### Given problem
Repeat every item below word for word, leaving out the pictures.

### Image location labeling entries
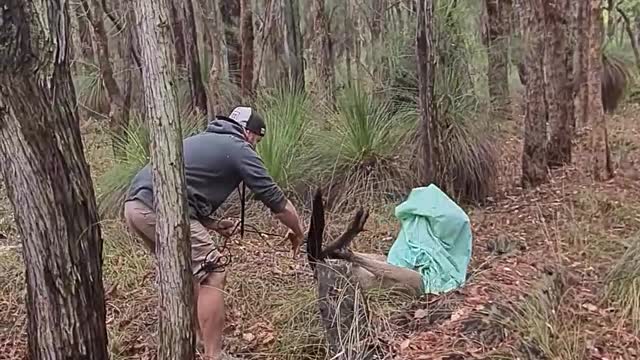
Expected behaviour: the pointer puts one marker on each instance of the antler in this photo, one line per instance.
(342, 242)
(316, 230)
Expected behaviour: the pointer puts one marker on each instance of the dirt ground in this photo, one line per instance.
(536, 288)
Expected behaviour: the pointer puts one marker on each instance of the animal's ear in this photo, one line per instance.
(316, 230)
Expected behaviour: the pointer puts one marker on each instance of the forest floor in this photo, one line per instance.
(539, 286)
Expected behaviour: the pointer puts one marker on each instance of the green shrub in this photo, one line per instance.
(286, 149)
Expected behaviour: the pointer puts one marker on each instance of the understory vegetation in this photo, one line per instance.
(555, 271)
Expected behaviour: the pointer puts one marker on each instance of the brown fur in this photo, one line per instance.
(615, 78)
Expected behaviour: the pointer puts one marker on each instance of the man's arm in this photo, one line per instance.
(255, 176)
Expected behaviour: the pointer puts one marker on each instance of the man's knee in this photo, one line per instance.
(215, 279)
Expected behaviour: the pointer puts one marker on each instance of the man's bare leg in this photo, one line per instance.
(210, 307)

### Solution to this problem
Expected behaviour: the pointer puts one marker on each instance of the antler in this photo, one line per instance.
(342, 242)
(316, 230)
Expected behaviour: the pointer puts one marker on each instance of the dirt ground in this photo, one line per instance.
(536, 288)
Expected behaviour: the pointer puts one marker on each instance of the animal's ear in this photo, one line per instance.
(316, 230)
Expected behaviour: the pointer puts one marker on each instance of the forest floor in this photo, one line per instance.
(539, 286)
Expected behaviour: the pointer puts one marker on each instance of the green shrub in this photo, one line per instance.
(286, 149)
Expected behaviour: the pointer puts one marker on each instance of the understory vegetation in this photo, one line per instance.
(555, 271)
Expected behaviour: the pointer puts one marker on each instance of the brown fur in this photo, one line per instance.
(615, 78)
Expected behaviour: the pointer puts one marker on each instance of the man's arm in this photo, one line per instance.
(255, 176)
Expected behaviour: the pointer puts one marker on each instance of the man's knee in this photo, one line per instance.
(215, 279)
Expected behaviour: the pointer puts one marker on each instance of the man's bare leg in this photo, one line per instance.
(210, 307)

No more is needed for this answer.